* START *

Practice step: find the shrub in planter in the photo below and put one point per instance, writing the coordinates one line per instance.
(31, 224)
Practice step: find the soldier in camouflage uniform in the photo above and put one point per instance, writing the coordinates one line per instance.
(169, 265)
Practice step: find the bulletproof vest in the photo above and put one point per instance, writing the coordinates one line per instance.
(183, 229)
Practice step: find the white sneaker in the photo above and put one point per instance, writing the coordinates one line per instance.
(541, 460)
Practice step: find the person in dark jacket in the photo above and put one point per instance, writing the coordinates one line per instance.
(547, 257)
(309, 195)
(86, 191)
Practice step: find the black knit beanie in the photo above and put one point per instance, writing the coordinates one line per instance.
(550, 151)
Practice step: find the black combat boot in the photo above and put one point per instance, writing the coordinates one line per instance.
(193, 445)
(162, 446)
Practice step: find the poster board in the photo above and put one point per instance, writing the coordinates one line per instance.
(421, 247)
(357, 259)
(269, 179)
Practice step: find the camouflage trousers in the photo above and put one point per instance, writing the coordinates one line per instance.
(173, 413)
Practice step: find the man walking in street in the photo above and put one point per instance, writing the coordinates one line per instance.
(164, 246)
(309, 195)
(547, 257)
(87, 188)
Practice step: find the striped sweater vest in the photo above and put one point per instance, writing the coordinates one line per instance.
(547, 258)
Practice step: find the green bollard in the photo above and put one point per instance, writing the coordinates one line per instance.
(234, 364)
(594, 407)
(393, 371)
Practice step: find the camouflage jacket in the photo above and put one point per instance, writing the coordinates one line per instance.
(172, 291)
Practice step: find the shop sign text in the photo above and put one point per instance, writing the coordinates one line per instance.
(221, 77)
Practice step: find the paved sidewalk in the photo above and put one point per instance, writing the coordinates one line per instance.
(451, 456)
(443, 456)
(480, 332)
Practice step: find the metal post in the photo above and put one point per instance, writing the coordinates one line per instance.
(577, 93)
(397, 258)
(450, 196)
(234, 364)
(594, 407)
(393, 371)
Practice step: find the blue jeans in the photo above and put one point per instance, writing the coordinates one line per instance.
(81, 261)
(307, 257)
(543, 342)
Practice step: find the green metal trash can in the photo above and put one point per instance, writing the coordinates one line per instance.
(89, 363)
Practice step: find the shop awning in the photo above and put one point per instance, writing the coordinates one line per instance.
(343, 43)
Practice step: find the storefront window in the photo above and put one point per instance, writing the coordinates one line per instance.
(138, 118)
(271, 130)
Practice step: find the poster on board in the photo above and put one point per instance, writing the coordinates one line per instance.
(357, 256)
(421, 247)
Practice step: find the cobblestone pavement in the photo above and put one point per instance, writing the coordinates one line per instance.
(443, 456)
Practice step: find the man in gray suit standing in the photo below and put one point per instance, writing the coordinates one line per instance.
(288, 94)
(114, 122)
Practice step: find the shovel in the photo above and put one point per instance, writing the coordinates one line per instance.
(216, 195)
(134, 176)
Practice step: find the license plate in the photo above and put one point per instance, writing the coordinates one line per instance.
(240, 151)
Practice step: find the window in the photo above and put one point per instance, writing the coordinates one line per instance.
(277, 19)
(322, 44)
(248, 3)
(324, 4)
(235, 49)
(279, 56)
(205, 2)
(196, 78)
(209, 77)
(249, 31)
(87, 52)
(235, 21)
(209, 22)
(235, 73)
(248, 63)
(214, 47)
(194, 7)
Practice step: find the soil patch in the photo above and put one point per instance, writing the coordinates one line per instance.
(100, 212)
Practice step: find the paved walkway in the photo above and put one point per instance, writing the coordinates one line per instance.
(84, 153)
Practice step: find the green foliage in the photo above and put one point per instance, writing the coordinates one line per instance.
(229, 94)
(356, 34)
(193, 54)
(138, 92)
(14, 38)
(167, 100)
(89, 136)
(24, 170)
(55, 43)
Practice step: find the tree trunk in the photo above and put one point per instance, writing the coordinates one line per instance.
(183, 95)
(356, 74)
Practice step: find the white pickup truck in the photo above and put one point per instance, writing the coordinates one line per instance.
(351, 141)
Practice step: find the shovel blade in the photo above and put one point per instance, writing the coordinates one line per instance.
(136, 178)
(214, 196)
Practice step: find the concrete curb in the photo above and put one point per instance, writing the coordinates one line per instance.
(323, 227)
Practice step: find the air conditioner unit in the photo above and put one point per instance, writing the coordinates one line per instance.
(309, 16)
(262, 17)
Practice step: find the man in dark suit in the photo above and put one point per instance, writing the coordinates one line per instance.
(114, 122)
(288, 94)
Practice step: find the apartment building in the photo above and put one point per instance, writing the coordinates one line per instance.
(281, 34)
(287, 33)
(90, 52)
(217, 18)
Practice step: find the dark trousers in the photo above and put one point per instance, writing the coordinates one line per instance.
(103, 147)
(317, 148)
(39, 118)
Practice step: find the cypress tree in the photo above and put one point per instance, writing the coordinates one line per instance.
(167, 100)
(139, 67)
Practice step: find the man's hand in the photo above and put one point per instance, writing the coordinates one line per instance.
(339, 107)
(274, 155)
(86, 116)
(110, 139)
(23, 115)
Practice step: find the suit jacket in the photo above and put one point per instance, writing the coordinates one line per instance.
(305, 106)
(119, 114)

* END *

Copy out the full set of records precisely, leaving nothing out.

Practice step: find the shrub in planter in the photo below and put one point per instance, writing the coordinates one line per instance.
(31, 224)
Practice step: find the soldier in camouflage uniform in the photo above and put one point per instance, writing the coordinates one line per instance.
(169, 265)
Practice step: find the bulletproof vest in the photo above and put one point per instance, writing the coordinates one line per instance.
(183, 229)
Practice step: find the white sneaker in the photo above and put one point per instance, writing the coordinates one line per instance.
(541, 460)
Practice step: find the person in dark jacket in the photo above and put one point per instance, writing the coordinates one line per instance.
(547, 257)
(309, 195)
(86, 191)
Practice step: find the black knit beanie in the photo above and put one point per instance, writing the coordinates one line per instance.
(550, 151)
Practice step: find the black combat boot in the photo above and put one point per instance, writing the coordinates one line per instance.
(193, 445)
(162, 446)
Practice step: find the poster board in the photo above and put one point per instance, writing the coordinates one line per instance.
(421, 247)
(357, 259)
(269, 179)
Practice step: find the camouflage trousers in the photo above and put one point per instance, writing the coordinates one line per instance.
(173, 413)
Practice step: find the man walking in street in the photo above and put one point per instance, writing the coordinates one line per instance.
(164, 246)
(309, 195)
(547, 257)
(87, 188)
Practice step: find the striped sweater vest in the photo above and put one point per instance, writing the coordinates one line per instance.
(547, 258)
Practice step: find the green bollard in the photo above and put one point per instance, writing the coordinates one line per instance.
(234, 364)
(594, 407)
(393, 371)
Practice step: find the camouflage jacket in the photo above and put one point per instance, writing the coordinates one line per instance.
(172, 291)
Practice step: find the shop sign text in the photo above and put one point per instance, writing the coordinates one line per instance.
(221, 77)
Practice step: find the paved sidewalk in the photo above and put one point per instance, writing the coordinates one line per instance.
(451, 456)
(443, 456)
(480, 332)
Practice step: find the metal post in the photo above and put one point per instance, writing the coordinates one line per instance.
(577, 93)
(397, 258)
(450, 196)
(234, 364)
(594, 407)
(393, 371)
Practice step: find the blue jeans in the photo above and put one point per instance, writing the coordinates one line per instance.
(81, 261)
(307, 257)
(543, 342)
Practice step: find the green metal trash can in the photo above and put one point per instance, writing the coordinates one line per instance.
(89, 363)
Practice step: find the shop awning in the photo above and put one point per instance, writing the coordinates one line per instance.
(343, 43)
Practice step: find the storefront window in the photo above and put one point per instance, writing the coordinates one line per instance.
(138, 118)
(271, 130)
Practice step: find the poster on board in the photo above and put one point per instance, writing the coordinates one line per instance.
(357, 256)
(421, 247)
Practice step: find the cobblestone pavement in the photo above and put one point per instance, writing the coordinates one line per instance.
(443, 456)
Practice step: find the man in gray suit standing in the photo below and put one point per instance, writing the coordinates one line per instance.
(288, 94)
(114, 122)
Practice step: find the shovel in the photo above and put one point per instance, writing the coordinates one line per instance.
(216, 195)
(134, 176)
Practice step: find the license plate in the photo above and put one point per instance, writing the coordinates one line per instance.
(240, 151)
Practice step: find the window in the photo above and put one point per instance, writing the coordinates one line per instance.
(277, 19)
(322, 44)
(248, 3)
(324, 4)
(235, 49)
(279, 56)
(205, 2)
(196, 78)
(209, 77)
(249, 31)
(87, 52)
(235, 21)
(209, 22)
(235, 73)
(248, 63)
(214, 47)
(194, 7)
Practice step: find the soil patch in the photo above and put one point per instance, writing the coordinates one line per instance.
(100, 212)
Practice step: find the paved walkway in the photo above and put one point per instance, writing the coordinates one line per instance.
(84, 153)
Practice step: find the green foliage in the photo above and put one point per instance, writing the coordinates one line per instance.
(229, 94)
(356, 34)
(193, 54)
(138, 92)
(14, 38)
(167, 100)
(89, 136)
(24, 170)
(55, 43)
Practice step: find the tree trunk in the photo above and put one point per instance, writing the coordinates one line per instance.
(183, 95)
(356, 74)
Practice step: find the white pickup truck in the photo above and put one point per instance, writing the coordinates one line per instance.
(351, 141)
Practice step: find the shovel blade in the photo above and put one point per instance, writing the coordinates one line per instance.
(136, 178)
(214, 196)
Practice step: find the concrete curb in the photo above and put one point per instance, writing the coordinates one line per instance.
(323, 227)
Practice step: find the air conditioner unit in the photo above and put one point per instance, writing the coordinates one line per instance.
(309, 16)
(262, 17)
Practice step: find the man in dark suit in the photo above and put one point per instance, writing the coordinates one line per instance.
(114, 122)
(288, 94)
Practice step: find the apartment building in the photo above and put one point per instance, writing the coordinates one line per instance.
(281, 34)
(287, 33)
(90, 52)
(217, 18)
Practice step: find the dark trousers in the photo above and put one point per instance, writing the coordinates one line per instance.
(103, 147)
(317, 148)
(39, 118)
Practice step: find the cypress tree in the photo above and put one point per instance, writing the coordinates one line per instance.
(167, 100)
(139, 67)
Practice step: find the man's hand in the photo above and put one point per instance, writing the coordinates one line per instance.
(339, 107)
(274, 155)
(86, 116)
(110, 139)
(23, 115)
Practice step: find the suit jacket in the photo above and put one point per instance, writing the coordinates one line per instance.
(305, 106)
(119, 114)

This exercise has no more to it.